WHAT YOU HAVE TO DO: Below are the entries; output exactly the lines from the one containing "Where is each instance of the green sock" through the final line, inclusive.

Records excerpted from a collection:

§ §

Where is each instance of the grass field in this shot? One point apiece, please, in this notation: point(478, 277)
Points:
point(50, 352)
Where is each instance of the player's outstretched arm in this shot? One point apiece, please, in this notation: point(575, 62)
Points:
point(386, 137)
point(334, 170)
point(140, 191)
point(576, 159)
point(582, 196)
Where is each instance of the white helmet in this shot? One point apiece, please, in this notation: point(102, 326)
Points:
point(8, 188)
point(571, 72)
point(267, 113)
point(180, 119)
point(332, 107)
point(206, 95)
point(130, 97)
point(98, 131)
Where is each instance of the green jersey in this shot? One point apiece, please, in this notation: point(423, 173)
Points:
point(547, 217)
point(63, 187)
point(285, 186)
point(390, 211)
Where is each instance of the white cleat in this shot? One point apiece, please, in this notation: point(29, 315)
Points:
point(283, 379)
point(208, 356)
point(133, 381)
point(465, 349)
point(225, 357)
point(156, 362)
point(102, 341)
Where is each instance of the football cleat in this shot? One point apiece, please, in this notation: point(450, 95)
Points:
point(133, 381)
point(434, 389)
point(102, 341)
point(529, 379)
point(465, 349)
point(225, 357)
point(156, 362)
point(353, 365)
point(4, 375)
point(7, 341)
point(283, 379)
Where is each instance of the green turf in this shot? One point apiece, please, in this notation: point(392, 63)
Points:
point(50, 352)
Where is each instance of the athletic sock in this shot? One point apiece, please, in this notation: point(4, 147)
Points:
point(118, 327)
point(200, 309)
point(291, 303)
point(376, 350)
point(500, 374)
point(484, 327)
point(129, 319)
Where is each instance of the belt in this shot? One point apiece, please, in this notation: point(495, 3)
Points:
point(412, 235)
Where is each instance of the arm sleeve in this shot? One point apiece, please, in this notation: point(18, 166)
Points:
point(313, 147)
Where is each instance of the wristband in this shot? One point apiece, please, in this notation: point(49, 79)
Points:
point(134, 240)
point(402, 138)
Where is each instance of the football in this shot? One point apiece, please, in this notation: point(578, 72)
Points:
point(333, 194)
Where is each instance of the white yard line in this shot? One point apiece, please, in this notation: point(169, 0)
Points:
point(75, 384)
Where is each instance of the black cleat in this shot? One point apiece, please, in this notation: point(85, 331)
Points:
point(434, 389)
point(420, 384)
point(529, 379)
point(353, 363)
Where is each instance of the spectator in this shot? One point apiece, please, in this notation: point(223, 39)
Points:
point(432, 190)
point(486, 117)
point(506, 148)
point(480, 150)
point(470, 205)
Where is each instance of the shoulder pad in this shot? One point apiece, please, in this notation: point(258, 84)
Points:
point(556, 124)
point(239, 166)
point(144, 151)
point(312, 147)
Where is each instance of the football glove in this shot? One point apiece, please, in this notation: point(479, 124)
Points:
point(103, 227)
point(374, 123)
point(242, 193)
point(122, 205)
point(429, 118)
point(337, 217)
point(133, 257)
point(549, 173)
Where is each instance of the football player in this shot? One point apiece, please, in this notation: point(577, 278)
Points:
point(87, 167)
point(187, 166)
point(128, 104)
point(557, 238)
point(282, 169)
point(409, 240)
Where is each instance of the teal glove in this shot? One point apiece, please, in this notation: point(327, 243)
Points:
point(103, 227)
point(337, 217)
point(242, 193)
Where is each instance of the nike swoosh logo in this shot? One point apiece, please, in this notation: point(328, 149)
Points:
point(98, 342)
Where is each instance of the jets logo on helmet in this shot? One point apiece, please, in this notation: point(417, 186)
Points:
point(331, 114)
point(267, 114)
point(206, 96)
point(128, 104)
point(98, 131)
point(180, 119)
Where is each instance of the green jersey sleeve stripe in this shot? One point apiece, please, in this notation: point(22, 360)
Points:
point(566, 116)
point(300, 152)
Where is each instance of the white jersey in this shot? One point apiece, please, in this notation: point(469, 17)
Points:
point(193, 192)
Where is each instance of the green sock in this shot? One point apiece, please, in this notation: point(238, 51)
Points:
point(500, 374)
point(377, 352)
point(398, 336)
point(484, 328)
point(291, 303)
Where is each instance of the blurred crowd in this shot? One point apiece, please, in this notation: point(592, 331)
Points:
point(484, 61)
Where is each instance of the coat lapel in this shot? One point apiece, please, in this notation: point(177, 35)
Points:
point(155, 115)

§ §

REPLY:
Where is each instance of the green sock in this shot? One point apiece, please, in this notation: point(238, 51)
Points:
point(500, 374)
point(377, 352)
point(398, 336)
point(484, 328)
point(291, 303)
Where is each instance of the blurred crowd in this shot? One point apiece, please, in this notation: point(592, 331)
Points:
point(484, 61)
Where is each instance of the coat lapel in this shot? One point apiece, please, in this notation: point(177, 35)
Points:
point(155, 115)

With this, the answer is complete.